### TASK DETAILS
Convert every line of the entries below into a numbered list, skipping blank lines and leaving out the pictures.

** Start of RECORDS SUPPLIED **

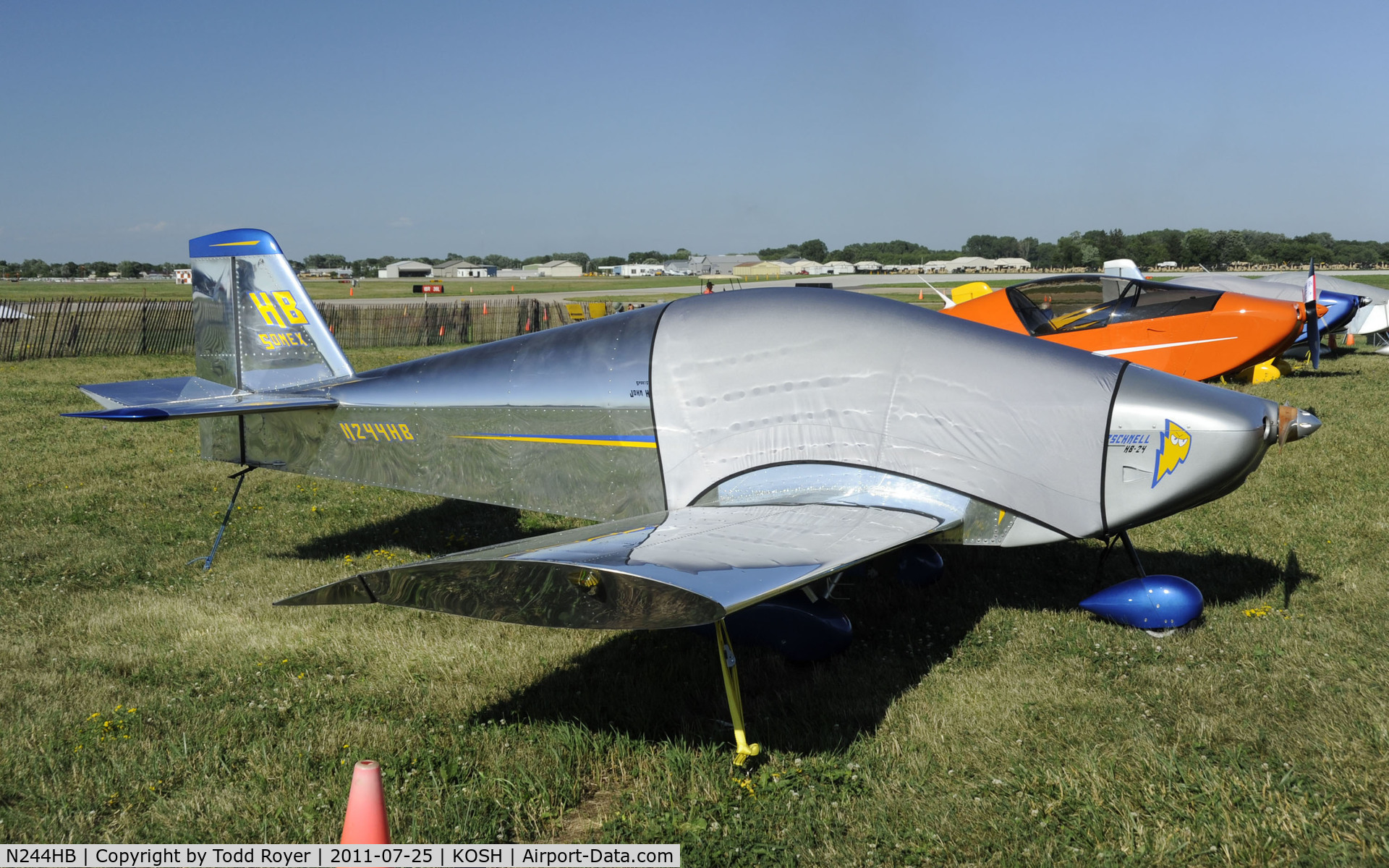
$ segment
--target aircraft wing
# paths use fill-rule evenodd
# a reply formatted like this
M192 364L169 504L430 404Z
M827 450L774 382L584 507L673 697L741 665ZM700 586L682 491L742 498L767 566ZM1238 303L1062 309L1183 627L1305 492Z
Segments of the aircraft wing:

** End of RECORDS SUPPLIED **

### EXERCISE OUTPUT
1. $ segment
2. --target aircraft wing
3. # paths use fill-rule evenodd
4. # a reply formatted like this
5. M192 364L169 504L430 404Z
6. M827 450L774 382L584 507L673 697L741 665ZM700 586L682 491L742 498L767 566ZM1238 303L1062 309L1183 627L1305 492Z
7. Segments of the aircraft wing:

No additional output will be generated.